┌─ MATERIAL TO PROCESS
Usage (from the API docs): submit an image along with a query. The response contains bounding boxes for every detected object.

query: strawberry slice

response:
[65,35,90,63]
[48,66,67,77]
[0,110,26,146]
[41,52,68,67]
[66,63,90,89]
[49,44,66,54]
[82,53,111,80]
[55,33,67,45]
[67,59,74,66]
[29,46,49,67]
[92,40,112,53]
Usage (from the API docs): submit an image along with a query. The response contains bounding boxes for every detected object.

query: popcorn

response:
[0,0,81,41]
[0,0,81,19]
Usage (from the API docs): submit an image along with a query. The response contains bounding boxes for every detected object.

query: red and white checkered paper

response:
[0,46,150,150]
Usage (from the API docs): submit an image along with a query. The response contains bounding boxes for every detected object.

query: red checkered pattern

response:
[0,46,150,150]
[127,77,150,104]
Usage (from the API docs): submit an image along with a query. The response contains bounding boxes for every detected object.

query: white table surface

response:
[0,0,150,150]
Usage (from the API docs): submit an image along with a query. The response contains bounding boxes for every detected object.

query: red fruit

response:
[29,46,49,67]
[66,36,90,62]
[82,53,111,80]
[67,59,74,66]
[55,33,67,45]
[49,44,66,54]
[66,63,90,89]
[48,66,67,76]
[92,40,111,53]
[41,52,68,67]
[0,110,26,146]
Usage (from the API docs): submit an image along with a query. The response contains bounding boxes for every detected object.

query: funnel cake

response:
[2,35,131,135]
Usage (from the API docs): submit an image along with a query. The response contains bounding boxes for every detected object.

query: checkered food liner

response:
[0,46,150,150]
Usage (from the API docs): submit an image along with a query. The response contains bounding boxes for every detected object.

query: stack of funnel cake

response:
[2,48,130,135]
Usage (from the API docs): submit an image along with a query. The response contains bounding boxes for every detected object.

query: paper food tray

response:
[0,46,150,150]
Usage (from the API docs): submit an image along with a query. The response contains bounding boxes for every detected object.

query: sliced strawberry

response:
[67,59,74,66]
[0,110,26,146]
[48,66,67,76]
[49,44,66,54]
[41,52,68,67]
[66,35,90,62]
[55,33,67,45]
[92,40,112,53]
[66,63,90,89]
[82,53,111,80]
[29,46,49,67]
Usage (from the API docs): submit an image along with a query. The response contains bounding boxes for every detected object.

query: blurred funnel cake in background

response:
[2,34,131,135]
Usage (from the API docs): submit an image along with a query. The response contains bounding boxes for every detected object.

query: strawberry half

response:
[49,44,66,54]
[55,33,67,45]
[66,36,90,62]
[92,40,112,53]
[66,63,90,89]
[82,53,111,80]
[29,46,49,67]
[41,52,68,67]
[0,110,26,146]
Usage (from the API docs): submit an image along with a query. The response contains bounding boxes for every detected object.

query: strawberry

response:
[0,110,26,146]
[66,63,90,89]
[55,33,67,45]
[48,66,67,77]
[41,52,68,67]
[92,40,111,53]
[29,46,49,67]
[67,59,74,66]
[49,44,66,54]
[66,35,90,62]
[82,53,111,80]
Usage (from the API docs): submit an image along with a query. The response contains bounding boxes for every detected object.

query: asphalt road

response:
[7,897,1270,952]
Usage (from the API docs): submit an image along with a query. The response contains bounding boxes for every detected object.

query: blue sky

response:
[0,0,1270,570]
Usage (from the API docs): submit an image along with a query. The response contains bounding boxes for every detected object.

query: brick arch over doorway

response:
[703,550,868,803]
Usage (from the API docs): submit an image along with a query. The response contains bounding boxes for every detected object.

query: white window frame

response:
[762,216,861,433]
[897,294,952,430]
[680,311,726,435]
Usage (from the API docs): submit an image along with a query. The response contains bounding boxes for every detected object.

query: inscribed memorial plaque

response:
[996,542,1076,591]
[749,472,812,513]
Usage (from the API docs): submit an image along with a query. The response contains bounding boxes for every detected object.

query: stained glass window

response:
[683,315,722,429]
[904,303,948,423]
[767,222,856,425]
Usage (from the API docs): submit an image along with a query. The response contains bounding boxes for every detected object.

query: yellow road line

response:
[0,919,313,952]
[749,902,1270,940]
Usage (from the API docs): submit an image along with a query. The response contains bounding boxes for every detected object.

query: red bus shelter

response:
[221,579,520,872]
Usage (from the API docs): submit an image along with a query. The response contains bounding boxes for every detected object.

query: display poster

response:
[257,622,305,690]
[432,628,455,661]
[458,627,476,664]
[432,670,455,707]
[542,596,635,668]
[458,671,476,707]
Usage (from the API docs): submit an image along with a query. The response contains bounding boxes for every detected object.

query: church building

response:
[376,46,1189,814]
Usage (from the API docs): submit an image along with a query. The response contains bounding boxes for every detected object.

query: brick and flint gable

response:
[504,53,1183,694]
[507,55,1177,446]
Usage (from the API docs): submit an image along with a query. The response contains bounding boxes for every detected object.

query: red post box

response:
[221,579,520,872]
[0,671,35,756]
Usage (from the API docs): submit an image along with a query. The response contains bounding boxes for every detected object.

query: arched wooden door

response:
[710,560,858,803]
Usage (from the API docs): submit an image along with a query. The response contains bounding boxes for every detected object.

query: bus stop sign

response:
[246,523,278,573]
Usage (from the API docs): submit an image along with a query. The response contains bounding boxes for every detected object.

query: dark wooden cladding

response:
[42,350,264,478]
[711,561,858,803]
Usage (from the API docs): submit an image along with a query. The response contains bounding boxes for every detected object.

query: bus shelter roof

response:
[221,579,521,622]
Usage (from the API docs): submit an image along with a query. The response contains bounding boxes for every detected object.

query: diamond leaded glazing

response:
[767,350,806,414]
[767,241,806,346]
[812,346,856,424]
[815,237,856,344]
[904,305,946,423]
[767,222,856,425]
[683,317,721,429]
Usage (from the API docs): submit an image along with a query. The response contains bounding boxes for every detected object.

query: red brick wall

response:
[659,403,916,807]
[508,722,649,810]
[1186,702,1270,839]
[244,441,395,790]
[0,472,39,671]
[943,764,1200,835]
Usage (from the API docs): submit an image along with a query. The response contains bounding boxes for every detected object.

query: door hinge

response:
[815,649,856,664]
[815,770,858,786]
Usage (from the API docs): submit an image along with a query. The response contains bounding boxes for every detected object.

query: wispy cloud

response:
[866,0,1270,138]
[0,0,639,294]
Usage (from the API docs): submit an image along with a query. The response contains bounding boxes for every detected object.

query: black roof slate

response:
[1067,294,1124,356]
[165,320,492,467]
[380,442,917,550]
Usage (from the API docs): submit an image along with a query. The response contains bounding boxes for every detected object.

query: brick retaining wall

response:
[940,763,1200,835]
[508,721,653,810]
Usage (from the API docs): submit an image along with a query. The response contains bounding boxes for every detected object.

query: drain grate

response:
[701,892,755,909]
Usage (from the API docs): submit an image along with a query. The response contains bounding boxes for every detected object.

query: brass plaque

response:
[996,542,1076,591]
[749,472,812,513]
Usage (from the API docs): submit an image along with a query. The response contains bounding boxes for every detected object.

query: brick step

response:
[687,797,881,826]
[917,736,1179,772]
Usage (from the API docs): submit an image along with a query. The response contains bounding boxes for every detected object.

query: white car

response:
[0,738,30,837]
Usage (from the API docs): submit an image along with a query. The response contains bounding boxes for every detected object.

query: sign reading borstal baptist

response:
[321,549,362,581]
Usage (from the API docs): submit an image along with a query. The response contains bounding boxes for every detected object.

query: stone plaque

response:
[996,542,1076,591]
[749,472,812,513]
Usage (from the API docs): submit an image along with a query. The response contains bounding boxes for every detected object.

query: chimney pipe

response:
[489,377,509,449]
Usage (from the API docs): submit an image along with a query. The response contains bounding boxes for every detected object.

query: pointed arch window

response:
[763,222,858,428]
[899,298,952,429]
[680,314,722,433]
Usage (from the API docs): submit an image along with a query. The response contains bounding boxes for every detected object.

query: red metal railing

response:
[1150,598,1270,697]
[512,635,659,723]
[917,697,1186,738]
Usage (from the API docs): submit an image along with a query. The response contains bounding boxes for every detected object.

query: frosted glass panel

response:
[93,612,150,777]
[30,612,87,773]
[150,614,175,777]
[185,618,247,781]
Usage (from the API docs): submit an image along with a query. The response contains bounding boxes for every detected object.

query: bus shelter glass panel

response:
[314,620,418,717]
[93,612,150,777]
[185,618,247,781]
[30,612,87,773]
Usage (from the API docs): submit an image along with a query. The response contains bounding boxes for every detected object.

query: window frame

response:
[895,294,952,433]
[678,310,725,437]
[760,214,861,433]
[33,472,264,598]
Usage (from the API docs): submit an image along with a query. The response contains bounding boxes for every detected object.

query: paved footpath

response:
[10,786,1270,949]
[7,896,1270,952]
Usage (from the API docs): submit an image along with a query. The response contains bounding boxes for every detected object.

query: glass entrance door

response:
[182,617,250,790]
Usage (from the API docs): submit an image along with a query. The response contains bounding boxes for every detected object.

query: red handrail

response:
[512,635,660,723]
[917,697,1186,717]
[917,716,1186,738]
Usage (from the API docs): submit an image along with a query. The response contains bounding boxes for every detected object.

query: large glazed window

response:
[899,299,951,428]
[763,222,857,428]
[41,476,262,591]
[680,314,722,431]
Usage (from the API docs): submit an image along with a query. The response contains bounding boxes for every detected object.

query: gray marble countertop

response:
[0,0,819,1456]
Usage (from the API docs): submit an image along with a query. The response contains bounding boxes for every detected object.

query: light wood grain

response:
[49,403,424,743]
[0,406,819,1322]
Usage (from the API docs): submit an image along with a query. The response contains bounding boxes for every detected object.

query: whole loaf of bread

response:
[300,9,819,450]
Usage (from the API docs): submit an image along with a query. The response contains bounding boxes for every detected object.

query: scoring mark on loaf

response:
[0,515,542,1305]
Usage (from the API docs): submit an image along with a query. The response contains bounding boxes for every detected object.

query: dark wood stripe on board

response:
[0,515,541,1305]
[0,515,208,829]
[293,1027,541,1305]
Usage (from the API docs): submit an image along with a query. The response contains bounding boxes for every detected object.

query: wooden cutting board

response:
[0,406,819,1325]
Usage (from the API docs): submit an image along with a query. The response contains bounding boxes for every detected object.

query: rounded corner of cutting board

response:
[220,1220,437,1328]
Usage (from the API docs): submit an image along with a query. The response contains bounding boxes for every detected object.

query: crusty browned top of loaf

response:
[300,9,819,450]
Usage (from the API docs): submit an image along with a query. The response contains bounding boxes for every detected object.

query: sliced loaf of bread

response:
└─
# SHORT TASK:
Please rewrite the listing, starting at its first line and ending at the line that contains "[127,77,150,104]", changing every "checkered" to "plaid" and leaving everything else unchanged.

# CORRECT OUTPUT:
Usage (from the API docs): submit an image along with a query. The response contains bounding boxes for every detected object.

query: strawberry slice

response:
[65,35,90,63]
[48,66,67,77]
[0,110,26,146]
[41,52,68,67]
[66,63,90,89]
[49,44,66,54]
[82,53,111,80]
[55,33,67,45]
[67,59,74,66]
[29,46,49,67]
[92,40,112,53]
Usage (from the API docs): submit an image along with a query. The response contains bounding boxes for every detected object.

query: popcorn

response:
[0,0,81,41]
[0,0,81,19]
Usage (from the API docs): submit an image along with a query. The response contains bounding boxes for every detected object.

query: red and white plaid paper

response:
[0,46,150,150]
Usage (from the API docs): submit an image along with a query. The response contains bounding boxes for every detected object.

query: red plaid pattern

response:
[0,46,150,150]
[127,77,150,104]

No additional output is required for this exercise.